++++ Texte proposé

1 - D'une rencontre probable de la politique
avec la pensée
2 - L'astronomie politique
3 - La redistribution des cartes est en
marche
4 - Comment retrouver sa tête ?
5 - Les arbres cachent encore la forêt
1
- D'une rencontre probable de la politique avec la pensée

A l'heure où la France de la logique politique, donc de l'histoire
réelle du monde, se trouve ballottée entre le vide d'une laïcité
décérébrée et le trop plein d'un fanatisme religieux redevenu
torrentiel, donc incompatible avec l'eau tiède des démocraties
semi-réflexives de notre temps, le devoir d'un Etat républicain
surmonté d'une tête pensante lui impose de s'adresser non
seulement prioritairement, mais exclusivement, à l'armée de
ses défenseurs éveillés, donc d'une nation convertie à l'esprit
critique. Or cette audace est récente: elle ne remonte qu'à
deux millénaires et demi.
Et pourtant, nombreux sont les électeurs montés sur le pont
du navire de l'intelligence. Leur intérêt pour une navigation
tumultueuse, mais à laquelle la raison servirait de boussole,
leur vigilance aiguisée et leur patriotisme en alerte les
ont rendus méfiants et mis, depuis longtemps, sur leurs gardes.
Ceux-là connaissent les dangers de l'oscillation permanente
des nations modernes entre, d'un côté, le néant des cultures
privées de l'alliance de la pensée rationnelle avec l'esprit
de logique des philosophes et, de l'autre, les débordements
dans le fanatisme sans rivage des religions en crue et prêtes
à bondir hors de leur lit. Nous serons moins d'un million
de sentinelles de la solidité d'esprit de la France, moins
d'un million de citoyens à prêter l'oreille au sens rassis
qui fonde la civilisation scientifique - celle dans laquelle
nous sommes censés avoir appris à vivre depuis 1789 et qui
repose tout entière, à ce qu'on dit, sur le socle des savoirs
ancrés dans le sens commun.
Mais
bientôt, le corps électoral des vigies du pays de Descartes
aura doublé le nombre de ses fidèles - dans l'inquiétude d'abord,
puis dans l'angoisse. Nous espérons que, dans quelques mois
seulement, nous serons redevenus une majorité raisonneuse
au sein d'un Etat qui nous parlera du destin d'une République
de l'intelligence - et nous aurons le sentiment de partager
les responsabilités proprement intellectuelles des Etats d'aujourd'hui.
Car, pour la première fois au monde, les soucis de la raison
seront devenus prioritaires et camperont au cœur de la géopolitique.

++++++++

**Objectif fixé 1**
Dites si chacune de ces affirmations correspond au texte sur la politique et la pensée, en répondant par oui ou non et en citant mot pour mot le passage qui tranche. (a) L'audace évoquée ne remonte qu'à deux millénaires et demi. (b) Les sentinelles de la solidité d'esprit de la France seront plus d'un million. (c) La civilisation scientifique est celle où nous sommes censés avoir appris à vivre depuis 1789.
Le texte et la liste n'ont aucun lien entre eux.

++++ Données fournies

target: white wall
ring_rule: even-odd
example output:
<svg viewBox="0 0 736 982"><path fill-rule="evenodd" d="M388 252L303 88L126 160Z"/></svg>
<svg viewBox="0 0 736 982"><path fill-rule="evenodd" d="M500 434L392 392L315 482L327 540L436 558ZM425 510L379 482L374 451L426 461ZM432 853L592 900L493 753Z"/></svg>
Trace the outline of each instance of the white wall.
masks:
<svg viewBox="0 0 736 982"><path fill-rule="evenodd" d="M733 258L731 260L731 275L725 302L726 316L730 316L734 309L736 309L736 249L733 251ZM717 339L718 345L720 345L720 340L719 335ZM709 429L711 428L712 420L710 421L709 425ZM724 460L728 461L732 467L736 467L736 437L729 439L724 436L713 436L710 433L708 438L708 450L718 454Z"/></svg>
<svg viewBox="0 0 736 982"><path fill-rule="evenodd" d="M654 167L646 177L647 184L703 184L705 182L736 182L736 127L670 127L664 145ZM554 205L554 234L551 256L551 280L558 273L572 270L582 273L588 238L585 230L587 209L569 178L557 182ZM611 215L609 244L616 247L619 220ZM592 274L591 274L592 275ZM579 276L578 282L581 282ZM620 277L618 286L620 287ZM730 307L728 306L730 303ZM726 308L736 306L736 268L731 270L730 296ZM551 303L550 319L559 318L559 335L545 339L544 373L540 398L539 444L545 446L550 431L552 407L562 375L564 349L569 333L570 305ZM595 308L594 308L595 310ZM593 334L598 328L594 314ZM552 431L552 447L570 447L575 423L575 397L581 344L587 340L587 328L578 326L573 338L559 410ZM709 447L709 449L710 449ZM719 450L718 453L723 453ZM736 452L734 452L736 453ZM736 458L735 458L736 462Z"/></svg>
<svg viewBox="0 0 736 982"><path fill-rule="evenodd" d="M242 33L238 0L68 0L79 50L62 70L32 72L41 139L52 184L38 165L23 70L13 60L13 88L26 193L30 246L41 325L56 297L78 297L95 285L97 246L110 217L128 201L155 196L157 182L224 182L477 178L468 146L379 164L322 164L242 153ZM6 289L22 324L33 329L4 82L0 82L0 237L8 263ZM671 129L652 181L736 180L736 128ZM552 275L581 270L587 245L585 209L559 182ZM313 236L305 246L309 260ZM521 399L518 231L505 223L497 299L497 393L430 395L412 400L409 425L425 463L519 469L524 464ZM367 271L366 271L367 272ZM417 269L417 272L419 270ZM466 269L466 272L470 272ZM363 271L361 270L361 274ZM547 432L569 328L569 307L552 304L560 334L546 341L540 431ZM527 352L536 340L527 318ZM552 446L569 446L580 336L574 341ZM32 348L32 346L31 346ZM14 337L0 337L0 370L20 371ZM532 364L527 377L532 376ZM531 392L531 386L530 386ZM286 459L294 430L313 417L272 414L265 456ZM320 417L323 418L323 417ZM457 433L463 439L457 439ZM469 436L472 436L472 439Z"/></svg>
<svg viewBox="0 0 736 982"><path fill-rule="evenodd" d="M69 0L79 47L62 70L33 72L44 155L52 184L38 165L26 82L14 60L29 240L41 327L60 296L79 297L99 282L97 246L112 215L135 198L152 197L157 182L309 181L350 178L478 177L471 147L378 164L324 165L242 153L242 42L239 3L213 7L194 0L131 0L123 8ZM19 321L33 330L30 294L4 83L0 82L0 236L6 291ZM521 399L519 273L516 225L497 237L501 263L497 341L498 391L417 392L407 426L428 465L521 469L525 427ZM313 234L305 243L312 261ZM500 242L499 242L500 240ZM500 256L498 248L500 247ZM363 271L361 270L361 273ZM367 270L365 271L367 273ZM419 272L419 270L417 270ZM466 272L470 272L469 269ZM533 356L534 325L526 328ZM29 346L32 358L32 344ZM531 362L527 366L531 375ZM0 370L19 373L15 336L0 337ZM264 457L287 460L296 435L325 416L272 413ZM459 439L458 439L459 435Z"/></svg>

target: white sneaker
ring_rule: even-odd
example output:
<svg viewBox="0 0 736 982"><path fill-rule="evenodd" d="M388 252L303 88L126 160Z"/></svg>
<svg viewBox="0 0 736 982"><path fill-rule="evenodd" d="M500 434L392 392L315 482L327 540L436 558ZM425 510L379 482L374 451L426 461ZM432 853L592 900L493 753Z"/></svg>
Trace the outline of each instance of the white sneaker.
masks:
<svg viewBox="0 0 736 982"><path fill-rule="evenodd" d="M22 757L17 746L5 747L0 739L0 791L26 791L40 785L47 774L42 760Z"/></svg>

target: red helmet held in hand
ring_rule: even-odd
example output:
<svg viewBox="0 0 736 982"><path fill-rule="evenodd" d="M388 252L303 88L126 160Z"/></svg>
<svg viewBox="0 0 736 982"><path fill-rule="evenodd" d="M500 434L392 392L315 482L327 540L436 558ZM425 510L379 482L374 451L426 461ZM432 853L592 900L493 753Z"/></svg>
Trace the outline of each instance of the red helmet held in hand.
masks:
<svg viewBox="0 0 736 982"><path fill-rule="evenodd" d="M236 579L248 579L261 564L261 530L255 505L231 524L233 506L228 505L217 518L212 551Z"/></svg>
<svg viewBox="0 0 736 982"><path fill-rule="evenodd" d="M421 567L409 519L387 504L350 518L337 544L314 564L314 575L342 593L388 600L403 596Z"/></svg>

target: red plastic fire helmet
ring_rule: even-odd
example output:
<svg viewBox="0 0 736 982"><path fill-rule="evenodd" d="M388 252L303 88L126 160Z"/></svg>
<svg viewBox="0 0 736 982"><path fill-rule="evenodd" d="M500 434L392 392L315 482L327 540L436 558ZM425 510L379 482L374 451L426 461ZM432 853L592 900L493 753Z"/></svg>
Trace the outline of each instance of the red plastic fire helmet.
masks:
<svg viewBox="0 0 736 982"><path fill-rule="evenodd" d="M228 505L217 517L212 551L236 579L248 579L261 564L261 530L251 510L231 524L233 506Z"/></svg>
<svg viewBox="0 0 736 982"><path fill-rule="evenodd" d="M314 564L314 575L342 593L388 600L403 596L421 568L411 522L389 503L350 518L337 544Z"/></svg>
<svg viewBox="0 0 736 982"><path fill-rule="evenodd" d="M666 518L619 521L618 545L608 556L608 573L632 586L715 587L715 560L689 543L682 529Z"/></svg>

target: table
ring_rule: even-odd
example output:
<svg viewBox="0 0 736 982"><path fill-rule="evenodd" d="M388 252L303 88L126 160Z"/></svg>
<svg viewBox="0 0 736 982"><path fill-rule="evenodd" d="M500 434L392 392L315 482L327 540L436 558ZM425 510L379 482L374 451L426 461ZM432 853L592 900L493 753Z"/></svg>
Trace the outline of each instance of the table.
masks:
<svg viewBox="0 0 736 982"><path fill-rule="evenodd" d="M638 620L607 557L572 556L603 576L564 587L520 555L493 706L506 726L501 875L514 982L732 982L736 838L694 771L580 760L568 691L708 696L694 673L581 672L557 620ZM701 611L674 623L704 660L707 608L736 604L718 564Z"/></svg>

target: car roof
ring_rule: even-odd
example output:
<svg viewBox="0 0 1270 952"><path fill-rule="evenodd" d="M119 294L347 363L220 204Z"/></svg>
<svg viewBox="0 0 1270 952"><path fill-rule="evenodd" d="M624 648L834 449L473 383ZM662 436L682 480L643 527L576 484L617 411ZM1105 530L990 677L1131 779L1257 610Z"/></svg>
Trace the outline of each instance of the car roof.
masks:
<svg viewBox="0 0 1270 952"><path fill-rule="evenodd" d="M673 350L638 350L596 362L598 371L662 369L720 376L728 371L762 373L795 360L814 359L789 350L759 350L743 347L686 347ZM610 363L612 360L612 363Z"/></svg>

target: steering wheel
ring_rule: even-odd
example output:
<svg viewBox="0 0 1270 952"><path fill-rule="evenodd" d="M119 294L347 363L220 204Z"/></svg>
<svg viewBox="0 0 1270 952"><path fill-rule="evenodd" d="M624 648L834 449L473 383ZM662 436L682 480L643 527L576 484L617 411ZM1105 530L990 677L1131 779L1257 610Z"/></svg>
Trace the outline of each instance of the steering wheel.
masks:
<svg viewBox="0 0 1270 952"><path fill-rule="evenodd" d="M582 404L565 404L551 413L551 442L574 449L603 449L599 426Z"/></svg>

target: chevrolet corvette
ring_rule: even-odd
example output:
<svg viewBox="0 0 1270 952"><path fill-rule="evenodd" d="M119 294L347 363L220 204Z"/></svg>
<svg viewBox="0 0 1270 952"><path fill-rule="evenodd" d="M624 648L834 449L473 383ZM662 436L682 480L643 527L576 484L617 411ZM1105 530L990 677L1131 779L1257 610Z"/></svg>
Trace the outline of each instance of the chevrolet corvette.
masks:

++++++++

**Objectif fixé 2**
Mettez à jour la portion de la liste qui va du début jusqu'à la ligne contenant "258L731 260L731 275L725" incluse : remplacez "white wall" par "gray wall" sans rien toucher d'autre, puis redonnez uniquement ces lignes.

**Solution détaillée 1**
(a) Oui : « elle ne remonte qu'à deux millénaires et demi ».
(b) Non : « Nous serons moins d'un million de sentinelles de la solidité d'esprit de la France ».
(c) Oui : « celle dans laquelle nous sommes censés avoir appris à vivre depuis 1789 ».

**Solution détaillée 2**
target: gray wall
ring_rule: even-odd
example output:
<svg viewBox="0 0 736 982"><path fill-rule="evenodd" d="M388 252L303 88L126 160Z"/></svg>
<svg viewBox="0 0 736 982"><path fill-rule="evenodd" d="M500 434L392 392L315 482L327 540L436 558ZM425 510L379 482L374 451L426 461ZM432 853L592 900L493 753Z"/></svg>
Trace the outline of each instance of the gray wall.
masks:
<svg viewBox="0 0 736 982"><path fill-rule="evenodd" d="M733 258L731 260L731 275L725 302L726 316L730 316L734 309L736 309L736 249L733 251ZM717 339L718 345L720 345L720 340L719 335ZM709 429L711 428L712 420L710 421L709 425ZM724 460L728 461L732 467L736 467L736 437L729 439L724 436L713 436L710 433L708 438L708 450L718 454Z"/></svg>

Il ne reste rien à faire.